## Extrait choisi
· · · · · · ·

Portrait de Ravi VISWANATHAN (82)

Ravi Viswanathan (82), la saga d’un X, français de Pondichéry

Dossier : TrajectoiresMagazine N°725 Mai 2017
Par Pierre LASZLO

Une ascen­dance exo­tique peut faire de vous un super-Fran­çais, le signa­taire en témoigne. C’est aus­si une carac­té­ris­tique de ce ban­quier, qui en outre relie deux conti­nents : l’Europe de son inser­tion et l’Asie de ses origines.

Il naquit à Pon­di­ché­ry où son père, qui s’était ins­crit à l’université de Dijon et en était sor­ti pro­fes­seur de lettres modernes, ensei­gnait. La mai­son fami­liale avait une biblio­thèque riche de mil­liers de volumes.

“ L’influence de Lions et Aubin lui fit approfondir davantage processus stochastiques et probabilités ”

Lorsque Pon­di­ché­ry fut inté­grée à l’Inde en 1962, son père res­ta fran­çais. La famille bou­gea régu­liè­re­ment, au gré des affec­ta­tions du père, pro­fes­seur puis prin­ci­pal de col­lège : Séné­gal, Algé­rie, Dji­bou­ti, Mar­ti­nique. Mais la mai­son fran­çaise du Haut-Doubs lui fut point d’ancrage.

· · · · · · ·

## Données enregistrées
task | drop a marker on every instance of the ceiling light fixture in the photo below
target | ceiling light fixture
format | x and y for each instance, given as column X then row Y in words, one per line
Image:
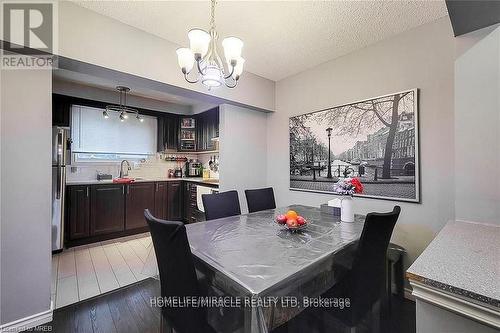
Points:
column 123, row 109
column 203, row 50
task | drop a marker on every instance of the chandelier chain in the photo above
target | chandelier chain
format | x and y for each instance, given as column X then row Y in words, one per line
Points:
column 212, row 14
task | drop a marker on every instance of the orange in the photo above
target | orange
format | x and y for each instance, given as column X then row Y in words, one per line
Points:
column 291, row 214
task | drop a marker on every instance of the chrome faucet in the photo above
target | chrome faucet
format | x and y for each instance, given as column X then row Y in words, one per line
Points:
column 122, row 174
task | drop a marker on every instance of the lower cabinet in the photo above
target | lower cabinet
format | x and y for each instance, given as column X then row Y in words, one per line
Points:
column 174, row 199
column 107, row 211
column 102, row 211
column 161, row 201
column 139, row 196
column 78, row 212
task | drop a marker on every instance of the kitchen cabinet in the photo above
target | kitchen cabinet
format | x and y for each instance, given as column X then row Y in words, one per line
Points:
column 168, row 132
column 97, row 212
column 78, row 212
column 161, row 201
column 207, row 128
column 107, row 209
column 174, row 199
column 138, row 197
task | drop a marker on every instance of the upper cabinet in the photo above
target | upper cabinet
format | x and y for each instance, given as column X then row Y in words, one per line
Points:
column 207, row 130
column 183, row 133
column 168, row 131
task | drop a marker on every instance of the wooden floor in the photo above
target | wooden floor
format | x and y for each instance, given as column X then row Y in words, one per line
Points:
column 87, row 271
column 128, row 310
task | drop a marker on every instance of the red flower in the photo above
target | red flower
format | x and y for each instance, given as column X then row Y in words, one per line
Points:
column 358, row 187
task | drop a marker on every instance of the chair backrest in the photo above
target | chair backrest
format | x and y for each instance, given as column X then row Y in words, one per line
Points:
column 260, row 199
column 177, row 272
column 219, row 205
column 368, row 268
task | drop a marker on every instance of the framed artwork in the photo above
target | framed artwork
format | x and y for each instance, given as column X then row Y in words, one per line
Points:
column 374, row 140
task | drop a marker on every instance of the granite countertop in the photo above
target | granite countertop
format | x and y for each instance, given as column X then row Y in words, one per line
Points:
column 211, row 181
column 463, row 260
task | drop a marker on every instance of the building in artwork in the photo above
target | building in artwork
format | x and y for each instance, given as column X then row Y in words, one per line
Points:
column 372, row 150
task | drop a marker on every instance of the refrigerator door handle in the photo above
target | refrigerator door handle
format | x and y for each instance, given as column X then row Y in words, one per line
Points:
column 59, row 182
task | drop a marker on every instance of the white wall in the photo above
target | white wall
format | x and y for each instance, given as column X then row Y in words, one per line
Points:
column 87, row 36
column 25, row 117
column 477, row 126
column 242, row 150
column 420, row 58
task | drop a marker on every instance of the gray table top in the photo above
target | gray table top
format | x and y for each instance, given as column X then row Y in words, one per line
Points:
column 463, row 259
column 257, row 253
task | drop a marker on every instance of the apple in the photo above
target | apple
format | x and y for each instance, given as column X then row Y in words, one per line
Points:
column 291, row 223
column 281, row 219
column 301, row 220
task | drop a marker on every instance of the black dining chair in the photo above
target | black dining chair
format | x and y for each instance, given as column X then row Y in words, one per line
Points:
column 260, row 199
column 177, row 275
column 219, row 205
column 362, row 280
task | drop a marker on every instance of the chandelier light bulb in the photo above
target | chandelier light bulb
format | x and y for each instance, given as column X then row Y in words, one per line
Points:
column 185, row 58
column 204, row 56
column 232, row 49
column 199, row 41
column 212, row 77
column 238, row 69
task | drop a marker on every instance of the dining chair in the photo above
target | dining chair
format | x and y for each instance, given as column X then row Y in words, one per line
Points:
column 260, row 199
column 219, row 205
column 363, row 279
column 177, row 275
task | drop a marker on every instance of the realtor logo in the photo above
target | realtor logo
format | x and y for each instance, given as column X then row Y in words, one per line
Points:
column 28, row 34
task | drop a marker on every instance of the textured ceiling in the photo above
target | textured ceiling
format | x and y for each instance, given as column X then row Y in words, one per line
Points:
column 281, row 38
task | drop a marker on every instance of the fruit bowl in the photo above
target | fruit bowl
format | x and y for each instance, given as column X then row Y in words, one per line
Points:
column 292, row 221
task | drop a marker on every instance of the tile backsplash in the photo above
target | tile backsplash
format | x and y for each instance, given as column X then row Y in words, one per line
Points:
column 153, row 167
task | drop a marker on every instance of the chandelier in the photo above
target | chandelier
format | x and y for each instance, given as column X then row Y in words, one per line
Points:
column 122, row 109
column 203, row 50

· · · · · · ·

## Consigne
Indiquez si chacune des affirmations suivantes concorde avec l'extrait choisi ci-dessus en répondant par oui ou par non, puis citez les mots de l'extrait qui tranchent. 1. Le père de Ravi Viswanathan était professeur de lettres modernes. 2. Lorsque Pondichéry fut intégrée à l'Inde, son père devint indien. 3. L'influence de Lions et Aubin l'amena à approfondir les processus stochastiques et les probabilités.

## Réponse complète
1. Oui : « en était sor­ti pro­fes­seur de lettres modernes ».
2. Non : « son père res­ta fran­çais ».
3. Oui : « L’influence de Lions et Aubin lui fit approfondir davantage processus stochastiques et probabilités ».